→ **Directions for this task**: Count the lines in the listing below that contain the word "black", treating case as significant. Give only the number.

**** Entries shown

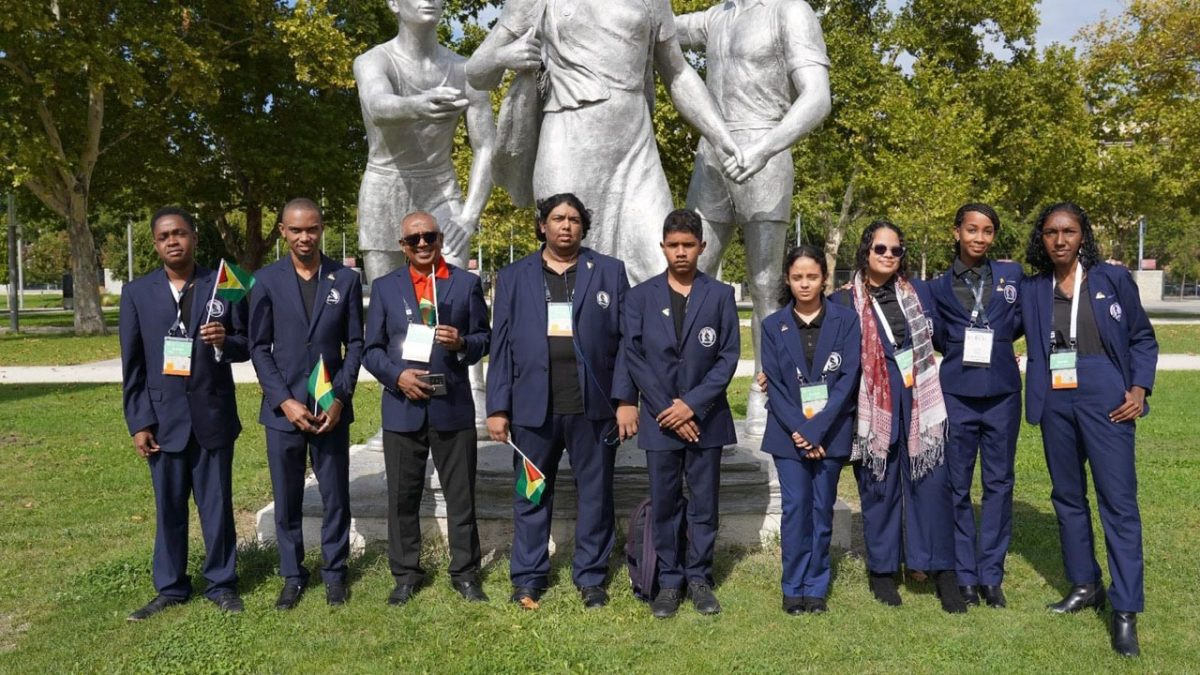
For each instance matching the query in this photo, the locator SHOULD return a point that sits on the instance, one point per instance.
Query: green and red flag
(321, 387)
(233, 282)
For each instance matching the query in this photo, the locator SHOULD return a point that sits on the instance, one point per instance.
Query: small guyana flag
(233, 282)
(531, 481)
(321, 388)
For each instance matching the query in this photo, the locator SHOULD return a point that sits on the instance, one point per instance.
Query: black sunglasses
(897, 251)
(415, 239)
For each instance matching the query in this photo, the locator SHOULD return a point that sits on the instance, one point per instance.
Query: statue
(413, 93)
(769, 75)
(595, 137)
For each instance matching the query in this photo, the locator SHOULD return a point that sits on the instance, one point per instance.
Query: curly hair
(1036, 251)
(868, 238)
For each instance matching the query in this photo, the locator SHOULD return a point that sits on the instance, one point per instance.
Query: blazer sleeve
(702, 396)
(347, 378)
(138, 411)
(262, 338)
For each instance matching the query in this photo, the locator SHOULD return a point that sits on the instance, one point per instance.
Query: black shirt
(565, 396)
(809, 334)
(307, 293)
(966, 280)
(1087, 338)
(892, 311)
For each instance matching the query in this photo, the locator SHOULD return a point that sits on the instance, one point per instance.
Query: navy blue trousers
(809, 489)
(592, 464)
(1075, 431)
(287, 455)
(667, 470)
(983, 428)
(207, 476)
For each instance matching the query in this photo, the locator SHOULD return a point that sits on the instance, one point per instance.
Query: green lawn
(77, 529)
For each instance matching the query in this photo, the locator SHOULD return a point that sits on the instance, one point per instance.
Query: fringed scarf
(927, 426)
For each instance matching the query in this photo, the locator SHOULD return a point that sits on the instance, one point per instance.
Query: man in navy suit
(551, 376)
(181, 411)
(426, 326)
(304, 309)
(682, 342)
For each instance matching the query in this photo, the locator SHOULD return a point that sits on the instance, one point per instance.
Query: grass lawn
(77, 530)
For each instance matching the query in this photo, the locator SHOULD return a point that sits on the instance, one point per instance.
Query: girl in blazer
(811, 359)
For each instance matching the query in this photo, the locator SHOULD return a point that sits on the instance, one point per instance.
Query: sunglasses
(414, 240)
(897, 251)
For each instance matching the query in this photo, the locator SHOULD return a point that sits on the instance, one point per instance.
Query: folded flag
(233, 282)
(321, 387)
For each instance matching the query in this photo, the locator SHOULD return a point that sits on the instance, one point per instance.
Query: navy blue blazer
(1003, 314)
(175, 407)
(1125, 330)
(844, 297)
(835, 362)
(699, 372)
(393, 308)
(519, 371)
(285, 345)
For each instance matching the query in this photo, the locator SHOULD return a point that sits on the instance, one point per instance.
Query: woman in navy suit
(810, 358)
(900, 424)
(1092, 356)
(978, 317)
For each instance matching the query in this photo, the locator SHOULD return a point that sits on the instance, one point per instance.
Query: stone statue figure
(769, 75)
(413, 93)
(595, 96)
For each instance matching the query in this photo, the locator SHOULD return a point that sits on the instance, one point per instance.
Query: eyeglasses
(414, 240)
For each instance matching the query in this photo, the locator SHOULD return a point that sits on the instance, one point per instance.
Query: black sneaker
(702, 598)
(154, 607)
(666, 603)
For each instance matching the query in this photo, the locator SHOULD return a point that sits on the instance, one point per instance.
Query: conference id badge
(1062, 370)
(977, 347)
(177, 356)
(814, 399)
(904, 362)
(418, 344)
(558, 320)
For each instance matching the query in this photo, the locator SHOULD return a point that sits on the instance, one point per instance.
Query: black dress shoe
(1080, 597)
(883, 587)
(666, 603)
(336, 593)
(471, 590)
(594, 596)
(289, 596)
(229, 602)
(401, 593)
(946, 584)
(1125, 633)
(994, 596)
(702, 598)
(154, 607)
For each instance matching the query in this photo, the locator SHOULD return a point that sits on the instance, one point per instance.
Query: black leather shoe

********
**** Entries shown

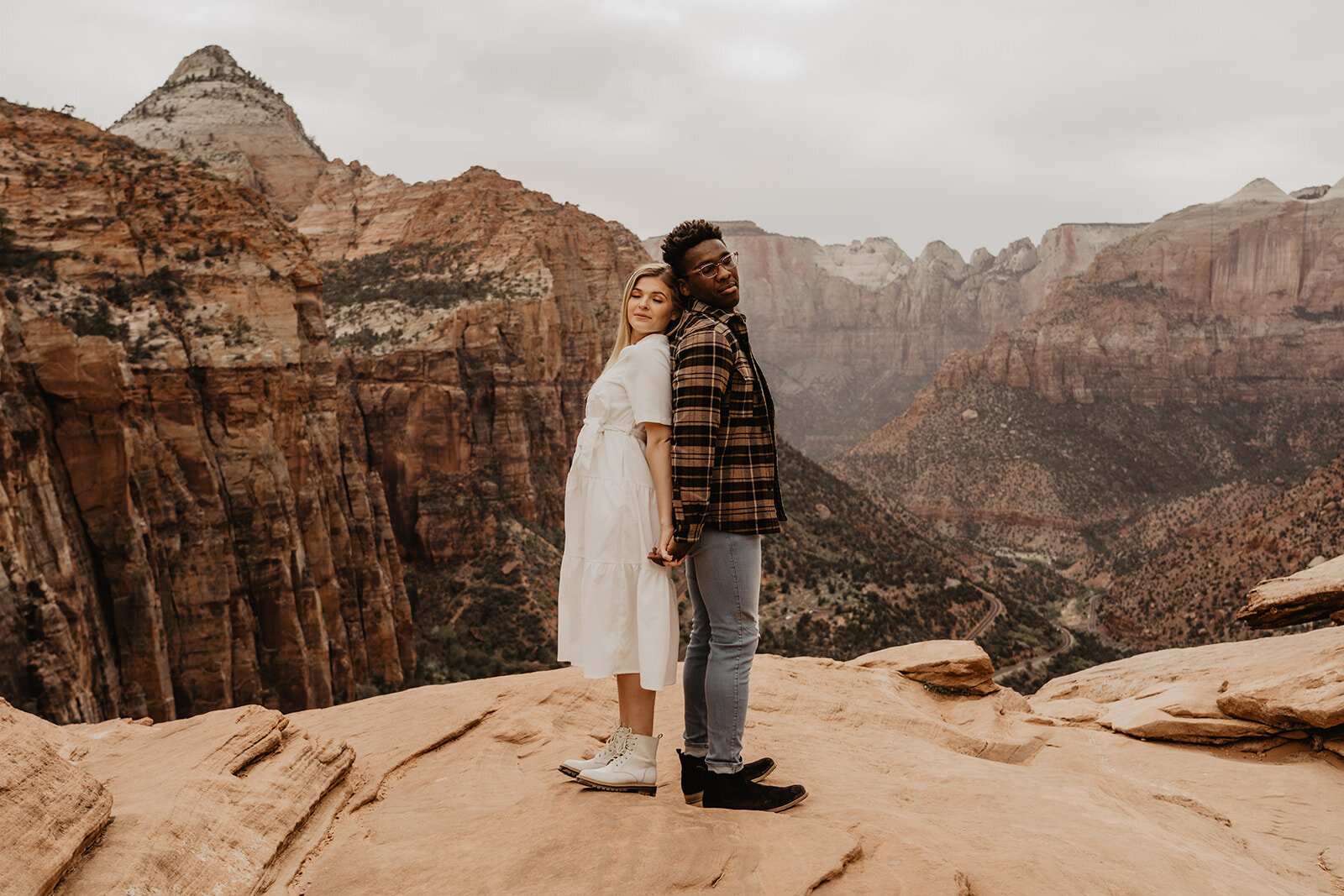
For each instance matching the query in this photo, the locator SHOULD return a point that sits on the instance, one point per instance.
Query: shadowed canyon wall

********
**** Entries shown

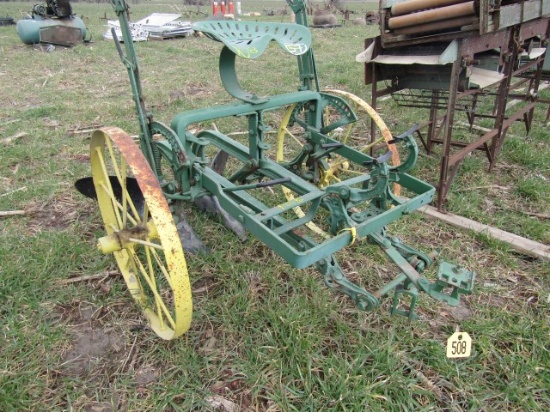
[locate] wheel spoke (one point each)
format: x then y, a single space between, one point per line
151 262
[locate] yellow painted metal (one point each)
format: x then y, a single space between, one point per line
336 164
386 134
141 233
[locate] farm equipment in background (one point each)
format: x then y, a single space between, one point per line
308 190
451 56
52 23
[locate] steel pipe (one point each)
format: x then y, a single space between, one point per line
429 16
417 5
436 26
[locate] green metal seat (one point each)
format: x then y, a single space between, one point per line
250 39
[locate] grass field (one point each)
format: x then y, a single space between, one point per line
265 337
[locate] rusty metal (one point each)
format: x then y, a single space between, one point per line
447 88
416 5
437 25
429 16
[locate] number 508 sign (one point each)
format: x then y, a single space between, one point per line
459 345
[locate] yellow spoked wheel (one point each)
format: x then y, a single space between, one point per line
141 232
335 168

********

→ **In response**: 5